U.S. Senator Bob Casey is laying out a plan to reduce a claims backlog that has impacted residents throughout the region. He recently chaired a hearing to explore the challenges that former coal miners are dealing with.

Dr. Kevin Gibson of the UPMC Pulmonary, Allergy & Critical Care Medicine department explains that although the term “black lung disease” is the popular name for the disease, it “doesn’t really capture how we think of the disease in the medical field.” According to him, black lung is more accurately described as two different types of disease.

“Simple pneumoconiosis is a problem where you develop very, very tiny nodules in the lung, which, generally speaking, are not associated with much in the way of symptoms. The severe disease, the serious disease, is what we call complex pneumoconiosis, or another term we use to describe it is progressive massive fibrosis. Those patients usually go on to respiratory failure, and those are the folks that usually die from the disease. Fortunately, they represent a relatively small percentage of people who are exposed.”

Despite improvements in medical and protective technologies, there has been an increase in cases of black lung. According to Casey, this increase may be traceable to cuts in public funding, so he has worked to focus more attention to the issue to the Senate.

RECORDS SHOWN =>
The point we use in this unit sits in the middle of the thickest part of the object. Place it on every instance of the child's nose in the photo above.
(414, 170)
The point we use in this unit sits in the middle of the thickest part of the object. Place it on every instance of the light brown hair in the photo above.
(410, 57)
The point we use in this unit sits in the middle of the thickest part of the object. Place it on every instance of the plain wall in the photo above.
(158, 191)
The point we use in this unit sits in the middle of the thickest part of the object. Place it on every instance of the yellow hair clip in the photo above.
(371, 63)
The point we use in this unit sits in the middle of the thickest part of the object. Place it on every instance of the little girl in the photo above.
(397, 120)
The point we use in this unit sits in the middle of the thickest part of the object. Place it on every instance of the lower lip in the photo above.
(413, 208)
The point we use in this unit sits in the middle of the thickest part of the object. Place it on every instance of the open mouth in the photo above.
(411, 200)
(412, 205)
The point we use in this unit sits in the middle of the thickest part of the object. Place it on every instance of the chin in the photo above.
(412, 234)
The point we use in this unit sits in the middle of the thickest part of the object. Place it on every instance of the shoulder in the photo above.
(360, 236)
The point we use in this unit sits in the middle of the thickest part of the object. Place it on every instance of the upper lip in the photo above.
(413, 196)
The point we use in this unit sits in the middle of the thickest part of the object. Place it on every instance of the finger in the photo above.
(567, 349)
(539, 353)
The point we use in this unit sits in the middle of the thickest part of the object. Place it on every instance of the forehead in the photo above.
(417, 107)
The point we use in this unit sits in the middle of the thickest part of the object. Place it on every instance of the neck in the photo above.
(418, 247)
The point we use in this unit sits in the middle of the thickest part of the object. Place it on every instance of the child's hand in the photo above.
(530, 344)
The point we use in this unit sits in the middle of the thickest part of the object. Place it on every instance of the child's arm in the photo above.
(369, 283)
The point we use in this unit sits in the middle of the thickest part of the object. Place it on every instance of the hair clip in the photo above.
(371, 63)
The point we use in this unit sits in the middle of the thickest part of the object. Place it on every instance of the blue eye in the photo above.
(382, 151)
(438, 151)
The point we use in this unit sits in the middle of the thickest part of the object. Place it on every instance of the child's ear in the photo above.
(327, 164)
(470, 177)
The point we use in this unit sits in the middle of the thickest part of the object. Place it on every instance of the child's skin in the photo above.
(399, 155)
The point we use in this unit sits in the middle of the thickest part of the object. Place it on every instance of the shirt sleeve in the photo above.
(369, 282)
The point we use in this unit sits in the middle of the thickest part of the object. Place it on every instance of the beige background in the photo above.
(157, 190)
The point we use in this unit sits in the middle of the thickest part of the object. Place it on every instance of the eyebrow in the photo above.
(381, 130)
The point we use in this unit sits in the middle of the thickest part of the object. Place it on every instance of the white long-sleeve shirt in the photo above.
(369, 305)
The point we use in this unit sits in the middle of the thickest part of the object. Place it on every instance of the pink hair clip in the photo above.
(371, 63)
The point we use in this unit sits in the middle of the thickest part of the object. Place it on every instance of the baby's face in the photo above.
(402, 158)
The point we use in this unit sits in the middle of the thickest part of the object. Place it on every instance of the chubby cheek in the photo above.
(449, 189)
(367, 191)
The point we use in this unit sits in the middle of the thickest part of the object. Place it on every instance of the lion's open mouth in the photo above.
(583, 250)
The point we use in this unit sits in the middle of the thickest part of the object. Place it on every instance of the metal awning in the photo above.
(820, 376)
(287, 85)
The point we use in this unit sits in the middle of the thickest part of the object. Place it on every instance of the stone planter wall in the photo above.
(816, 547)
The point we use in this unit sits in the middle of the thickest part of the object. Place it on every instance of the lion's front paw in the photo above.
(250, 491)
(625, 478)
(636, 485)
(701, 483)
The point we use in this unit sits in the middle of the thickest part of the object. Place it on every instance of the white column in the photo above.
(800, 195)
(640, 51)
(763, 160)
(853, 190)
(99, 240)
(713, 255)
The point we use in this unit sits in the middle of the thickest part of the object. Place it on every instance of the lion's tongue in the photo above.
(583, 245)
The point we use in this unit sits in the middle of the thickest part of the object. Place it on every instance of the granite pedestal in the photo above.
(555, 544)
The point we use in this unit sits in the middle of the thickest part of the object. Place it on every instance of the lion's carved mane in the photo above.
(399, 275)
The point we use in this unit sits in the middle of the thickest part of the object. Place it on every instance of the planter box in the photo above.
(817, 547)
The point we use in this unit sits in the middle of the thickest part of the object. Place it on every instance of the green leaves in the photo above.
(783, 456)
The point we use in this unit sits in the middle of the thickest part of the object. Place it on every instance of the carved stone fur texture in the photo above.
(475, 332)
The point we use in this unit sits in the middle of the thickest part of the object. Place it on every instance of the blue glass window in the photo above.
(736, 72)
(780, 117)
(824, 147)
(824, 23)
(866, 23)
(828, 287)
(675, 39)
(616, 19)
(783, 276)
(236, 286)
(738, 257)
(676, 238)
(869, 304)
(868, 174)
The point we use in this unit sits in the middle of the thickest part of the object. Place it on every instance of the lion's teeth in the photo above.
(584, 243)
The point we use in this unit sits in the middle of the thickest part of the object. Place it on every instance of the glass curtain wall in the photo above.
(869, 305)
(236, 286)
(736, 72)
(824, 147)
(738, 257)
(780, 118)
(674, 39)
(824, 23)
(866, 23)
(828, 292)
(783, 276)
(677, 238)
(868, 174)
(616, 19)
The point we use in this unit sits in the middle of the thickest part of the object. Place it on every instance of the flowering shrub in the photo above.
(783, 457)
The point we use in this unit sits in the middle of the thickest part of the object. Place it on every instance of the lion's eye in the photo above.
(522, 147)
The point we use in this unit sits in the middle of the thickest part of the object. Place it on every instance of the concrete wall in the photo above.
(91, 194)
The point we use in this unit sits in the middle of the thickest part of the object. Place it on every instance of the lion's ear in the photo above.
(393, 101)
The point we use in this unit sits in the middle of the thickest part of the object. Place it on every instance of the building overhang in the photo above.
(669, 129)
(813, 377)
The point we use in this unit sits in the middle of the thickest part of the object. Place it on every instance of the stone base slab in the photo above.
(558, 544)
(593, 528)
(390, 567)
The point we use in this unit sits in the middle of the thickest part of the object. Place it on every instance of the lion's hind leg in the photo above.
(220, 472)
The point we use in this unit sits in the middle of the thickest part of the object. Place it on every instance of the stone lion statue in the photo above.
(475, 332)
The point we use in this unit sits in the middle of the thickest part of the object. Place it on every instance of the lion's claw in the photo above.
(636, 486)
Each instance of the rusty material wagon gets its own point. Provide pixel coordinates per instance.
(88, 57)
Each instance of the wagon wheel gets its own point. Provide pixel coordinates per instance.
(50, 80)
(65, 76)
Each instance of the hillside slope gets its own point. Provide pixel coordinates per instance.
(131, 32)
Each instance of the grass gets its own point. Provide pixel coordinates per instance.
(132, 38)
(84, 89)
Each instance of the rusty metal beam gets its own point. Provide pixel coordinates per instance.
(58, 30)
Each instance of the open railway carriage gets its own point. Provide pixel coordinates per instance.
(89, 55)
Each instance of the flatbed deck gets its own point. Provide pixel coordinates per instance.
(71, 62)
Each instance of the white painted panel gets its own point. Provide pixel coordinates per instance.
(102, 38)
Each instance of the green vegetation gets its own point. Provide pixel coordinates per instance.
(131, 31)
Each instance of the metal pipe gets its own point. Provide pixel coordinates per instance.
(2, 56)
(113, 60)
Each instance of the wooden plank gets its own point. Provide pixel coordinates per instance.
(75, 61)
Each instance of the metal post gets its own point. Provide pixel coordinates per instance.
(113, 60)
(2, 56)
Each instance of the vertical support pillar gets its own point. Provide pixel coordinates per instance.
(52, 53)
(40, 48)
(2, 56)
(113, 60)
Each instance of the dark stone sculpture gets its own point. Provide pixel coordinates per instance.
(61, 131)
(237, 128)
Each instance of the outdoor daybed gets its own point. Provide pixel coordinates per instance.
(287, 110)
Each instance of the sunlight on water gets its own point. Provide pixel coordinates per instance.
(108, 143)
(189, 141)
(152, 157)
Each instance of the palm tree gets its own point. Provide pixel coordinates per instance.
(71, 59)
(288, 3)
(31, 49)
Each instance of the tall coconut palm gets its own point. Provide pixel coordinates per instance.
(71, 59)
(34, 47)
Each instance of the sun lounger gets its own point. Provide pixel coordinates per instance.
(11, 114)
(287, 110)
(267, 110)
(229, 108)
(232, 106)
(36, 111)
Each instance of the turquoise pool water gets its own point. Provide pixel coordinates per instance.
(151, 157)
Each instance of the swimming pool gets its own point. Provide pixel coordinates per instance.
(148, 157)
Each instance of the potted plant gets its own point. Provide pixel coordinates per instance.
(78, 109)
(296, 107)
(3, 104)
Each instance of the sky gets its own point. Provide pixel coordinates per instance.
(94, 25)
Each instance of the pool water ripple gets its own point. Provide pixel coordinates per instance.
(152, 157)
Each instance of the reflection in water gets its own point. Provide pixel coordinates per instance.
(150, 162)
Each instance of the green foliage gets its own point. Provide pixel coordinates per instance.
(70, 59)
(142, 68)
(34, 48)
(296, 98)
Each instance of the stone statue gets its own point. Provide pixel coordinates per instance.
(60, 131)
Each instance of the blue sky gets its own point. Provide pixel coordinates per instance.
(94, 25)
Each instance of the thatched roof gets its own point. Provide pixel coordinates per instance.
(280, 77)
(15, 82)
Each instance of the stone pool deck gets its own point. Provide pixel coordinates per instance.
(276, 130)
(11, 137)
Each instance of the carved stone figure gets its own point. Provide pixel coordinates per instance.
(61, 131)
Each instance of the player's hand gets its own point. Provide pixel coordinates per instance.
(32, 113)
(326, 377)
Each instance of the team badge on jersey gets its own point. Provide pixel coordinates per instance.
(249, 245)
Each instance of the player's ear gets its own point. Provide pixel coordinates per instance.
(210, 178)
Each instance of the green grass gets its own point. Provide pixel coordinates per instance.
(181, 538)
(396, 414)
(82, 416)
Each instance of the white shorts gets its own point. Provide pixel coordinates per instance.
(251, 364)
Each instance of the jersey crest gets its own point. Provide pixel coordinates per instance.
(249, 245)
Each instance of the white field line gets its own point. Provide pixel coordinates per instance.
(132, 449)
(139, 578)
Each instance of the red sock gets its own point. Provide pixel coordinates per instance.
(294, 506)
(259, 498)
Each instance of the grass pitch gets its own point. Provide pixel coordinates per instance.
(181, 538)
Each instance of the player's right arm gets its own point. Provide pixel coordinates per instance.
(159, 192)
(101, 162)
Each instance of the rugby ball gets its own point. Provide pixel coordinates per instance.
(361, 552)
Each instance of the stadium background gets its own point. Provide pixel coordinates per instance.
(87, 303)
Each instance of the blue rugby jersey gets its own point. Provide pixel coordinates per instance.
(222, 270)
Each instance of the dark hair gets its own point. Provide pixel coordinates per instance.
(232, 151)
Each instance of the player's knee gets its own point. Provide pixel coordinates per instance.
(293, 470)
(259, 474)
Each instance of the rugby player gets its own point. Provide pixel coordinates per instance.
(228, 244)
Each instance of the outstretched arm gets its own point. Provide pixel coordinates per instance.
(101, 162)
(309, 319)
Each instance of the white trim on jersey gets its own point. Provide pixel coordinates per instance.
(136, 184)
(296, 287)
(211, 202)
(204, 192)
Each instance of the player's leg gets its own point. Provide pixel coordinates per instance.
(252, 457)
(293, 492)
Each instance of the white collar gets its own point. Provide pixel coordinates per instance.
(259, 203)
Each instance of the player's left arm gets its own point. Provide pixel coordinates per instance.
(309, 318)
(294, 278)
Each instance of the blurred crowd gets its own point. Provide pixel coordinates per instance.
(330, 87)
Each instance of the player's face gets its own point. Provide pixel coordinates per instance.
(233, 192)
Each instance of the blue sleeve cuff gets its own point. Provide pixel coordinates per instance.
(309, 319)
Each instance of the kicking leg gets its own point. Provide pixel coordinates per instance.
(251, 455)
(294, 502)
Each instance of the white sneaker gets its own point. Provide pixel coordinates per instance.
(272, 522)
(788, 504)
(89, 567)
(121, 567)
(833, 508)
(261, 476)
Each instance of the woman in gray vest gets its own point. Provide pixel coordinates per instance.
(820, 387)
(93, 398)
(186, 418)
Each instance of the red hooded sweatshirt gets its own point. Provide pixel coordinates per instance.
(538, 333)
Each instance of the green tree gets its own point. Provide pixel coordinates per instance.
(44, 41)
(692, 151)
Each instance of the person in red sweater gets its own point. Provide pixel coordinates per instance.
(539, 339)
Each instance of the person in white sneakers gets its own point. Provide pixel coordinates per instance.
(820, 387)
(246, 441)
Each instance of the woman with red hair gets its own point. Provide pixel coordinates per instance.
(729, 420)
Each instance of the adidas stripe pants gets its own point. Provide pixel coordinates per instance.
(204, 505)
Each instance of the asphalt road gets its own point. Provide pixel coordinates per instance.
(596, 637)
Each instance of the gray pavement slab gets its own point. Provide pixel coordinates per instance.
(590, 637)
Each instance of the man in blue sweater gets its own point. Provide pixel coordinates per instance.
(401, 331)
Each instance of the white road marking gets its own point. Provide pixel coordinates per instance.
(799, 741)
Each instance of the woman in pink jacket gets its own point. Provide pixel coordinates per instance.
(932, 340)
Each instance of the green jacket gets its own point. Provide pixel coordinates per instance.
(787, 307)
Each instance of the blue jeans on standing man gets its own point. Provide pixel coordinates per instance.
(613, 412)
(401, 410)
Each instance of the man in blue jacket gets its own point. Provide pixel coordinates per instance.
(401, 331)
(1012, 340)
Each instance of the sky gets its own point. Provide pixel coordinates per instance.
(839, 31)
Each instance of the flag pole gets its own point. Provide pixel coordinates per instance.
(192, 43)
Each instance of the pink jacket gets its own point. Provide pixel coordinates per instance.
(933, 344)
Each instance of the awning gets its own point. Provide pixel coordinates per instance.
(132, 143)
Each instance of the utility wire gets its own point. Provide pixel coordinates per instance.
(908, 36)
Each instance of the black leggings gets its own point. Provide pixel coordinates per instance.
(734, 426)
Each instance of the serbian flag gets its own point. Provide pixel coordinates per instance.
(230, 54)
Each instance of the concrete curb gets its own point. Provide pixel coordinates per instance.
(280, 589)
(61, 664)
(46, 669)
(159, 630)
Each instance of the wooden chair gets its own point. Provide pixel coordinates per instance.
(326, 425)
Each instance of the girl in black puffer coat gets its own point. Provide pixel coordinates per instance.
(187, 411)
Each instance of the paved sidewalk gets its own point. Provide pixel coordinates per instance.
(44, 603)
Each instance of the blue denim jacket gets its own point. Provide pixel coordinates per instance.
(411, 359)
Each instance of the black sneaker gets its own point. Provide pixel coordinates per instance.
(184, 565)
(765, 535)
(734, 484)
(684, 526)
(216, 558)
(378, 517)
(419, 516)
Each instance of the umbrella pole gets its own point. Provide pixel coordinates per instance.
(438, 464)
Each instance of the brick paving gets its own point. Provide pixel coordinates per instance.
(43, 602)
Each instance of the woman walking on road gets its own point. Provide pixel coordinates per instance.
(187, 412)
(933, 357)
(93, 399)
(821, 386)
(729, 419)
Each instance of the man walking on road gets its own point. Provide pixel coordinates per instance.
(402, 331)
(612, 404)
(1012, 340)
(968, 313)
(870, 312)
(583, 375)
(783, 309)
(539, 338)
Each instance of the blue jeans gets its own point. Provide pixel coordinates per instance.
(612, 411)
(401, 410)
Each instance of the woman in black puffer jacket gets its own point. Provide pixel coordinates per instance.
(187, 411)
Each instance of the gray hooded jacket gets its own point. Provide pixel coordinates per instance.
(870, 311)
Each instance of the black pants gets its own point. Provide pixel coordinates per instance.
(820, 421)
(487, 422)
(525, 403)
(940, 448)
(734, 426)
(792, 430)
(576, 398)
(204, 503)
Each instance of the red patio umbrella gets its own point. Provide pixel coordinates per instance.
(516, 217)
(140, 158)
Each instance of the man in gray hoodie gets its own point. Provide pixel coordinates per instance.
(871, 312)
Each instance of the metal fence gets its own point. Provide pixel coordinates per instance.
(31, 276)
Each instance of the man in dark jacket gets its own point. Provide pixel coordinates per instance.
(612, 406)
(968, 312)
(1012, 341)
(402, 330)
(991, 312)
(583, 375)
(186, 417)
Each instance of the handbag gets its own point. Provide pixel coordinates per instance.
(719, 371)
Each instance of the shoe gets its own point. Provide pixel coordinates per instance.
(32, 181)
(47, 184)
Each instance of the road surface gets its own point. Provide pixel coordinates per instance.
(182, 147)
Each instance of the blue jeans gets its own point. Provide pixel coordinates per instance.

TASK PROMPT =>
Please give the other term that the passage on black lung says is used for complex pneumoconiosis.

FINAL ANSWER =>
Progressive massive fibrosis.